THE REQUEST: Copy the passage of the personal essay starting with "Life doesn’t look" and going on through "poverty-stricken (free-wheeling) creativity.", but swap "hustle" for "bustle".

[Start SOURCE EXTRACT]

Sometimes my life feels small.

I left the kids at home with Sam last month, for the first time ever. I flew on a plane by myself for the first time in three years, and spent three days without my family. I cried a little the day before I left, preparing things and writing lists and making arrangements for me to be gone. I cried, not because I didn’t want to leave, but because I didn’t want Clara and Sammy to feel sad after I left. But I only cried a little because, quite frankly, I was too tired to really care about how they would feel. This pregnancy has been tiring, and I don’t feel like myself, and I can sense the introverted parts of me creeping to the surface as they tend to do when I’m carrying a baby. I’m relieved to see the seasons changing and to finally wave goodbye to summer, with its never-ending social engagements and that underlying expectation of having fun fun fun all the time all day long! It’s exhausting. And hot. So now as the rains come, and the leaves flame out, and the cold eases over us, I am pulling us back inside our house, so that I can pull back inside myself.

When I was this far along with Sammy, I was in my last semester of college. Clara was 14 months old, I was 30 weeks pregnant, Sam was still working out of town, I had a full-time schedule at BSU and I was directing a musical that I wrote for an elementary school. I was busy and stressed, barely pulling myself across campus, steeling myself through Clara drop off and pick ups, and then hustling to evening rehearsals with a cast of 30 kids. I was accomplishing a lot every single day, small tasks and enormous projects, working towards a degree and a creative endeavor and parenting too. I look back on that time with pride, but also with a nod of love to that girl, who was so spent, and so overwhelmed.

Life doesn’t look like that now. It’s two years past that season. Winds have shifted, the earth has rotated. I am older, rotating too, walking along curious new paths.

Sometimes I miss school. And having a job. Sometimes I miss the hustle of my old world. Even though I love being with my babies, and it would kill me to leave them with someone else to work outside my home. And if I’m honest, most jobs feel like jail to me. I’m not great at doing the same tasks every day, which is why I got a writing degree and plan on a life of poverty-stricken (free-wheeling) creativity.

[End SOURCE EXTRACT]
[Start DATA]

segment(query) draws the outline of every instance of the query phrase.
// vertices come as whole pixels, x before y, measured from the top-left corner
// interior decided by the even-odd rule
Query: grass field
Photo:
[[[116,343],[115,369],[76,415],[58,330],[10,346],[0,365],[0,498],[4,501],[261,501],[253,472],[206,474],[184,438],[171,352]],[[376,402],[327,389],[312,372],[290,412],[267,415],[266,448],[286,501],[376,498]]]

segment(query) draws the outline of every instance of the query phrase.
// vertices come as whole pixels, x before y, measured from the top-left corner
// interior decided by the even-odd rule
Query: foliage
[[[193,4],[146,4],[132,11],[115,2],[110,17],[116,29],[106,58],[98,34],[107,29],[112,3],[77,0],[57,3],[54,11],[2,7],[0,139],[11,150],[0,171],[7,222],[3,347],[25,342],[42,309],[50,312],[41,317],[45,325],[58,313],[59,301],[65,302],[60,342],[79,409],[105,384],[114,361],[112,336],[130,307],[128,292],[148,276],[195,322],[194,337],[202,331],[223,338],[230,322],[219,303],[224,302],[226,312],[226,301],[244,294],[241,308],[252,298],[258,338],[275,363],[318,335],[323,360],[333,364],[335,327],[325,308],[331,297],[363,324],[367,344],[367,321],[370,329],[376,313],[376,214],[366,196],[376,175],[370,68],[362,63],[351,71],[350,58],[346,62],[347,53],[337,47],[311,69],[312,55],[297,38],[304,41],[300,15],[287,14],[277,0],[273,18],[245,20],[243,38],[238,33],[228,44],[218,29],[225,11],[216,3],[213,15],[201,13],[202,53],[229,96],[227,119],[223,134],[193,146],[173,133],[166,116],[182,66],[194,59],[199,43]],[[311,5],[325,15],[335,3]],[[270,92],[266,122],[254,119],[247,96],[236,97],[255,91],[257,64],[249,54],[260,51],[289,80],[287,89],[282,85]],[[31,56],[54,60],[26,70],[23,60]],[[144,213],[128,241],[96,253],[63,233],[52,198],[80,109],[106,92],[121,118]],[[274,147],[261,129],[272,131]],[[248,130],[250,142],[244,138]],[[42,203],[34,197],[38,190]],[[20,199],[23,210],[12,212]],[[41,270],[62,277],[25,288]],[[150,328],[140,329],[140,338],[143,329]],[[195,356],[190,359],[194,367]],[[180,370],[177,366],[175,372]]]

[End DATA]

FINAL ANSWER:
Life doesn’t look like that now. It’s two years past that season. Winds have shifted, the earth has rotated. I am older, rotating too, walking along curious new paths.

Sometimes I miss school. And having a job. Sometimes I miss the bustle of my old world. Even though I love being with my babies, and it would kill me to leave them with someone else to work outside my home. And if I’m honest, most jobs feel like jail to me. I’m not great at doing the same tasks every day, which is why I got a writing degree and plan on a life of poverty-stricken (free-wheeling) creativity.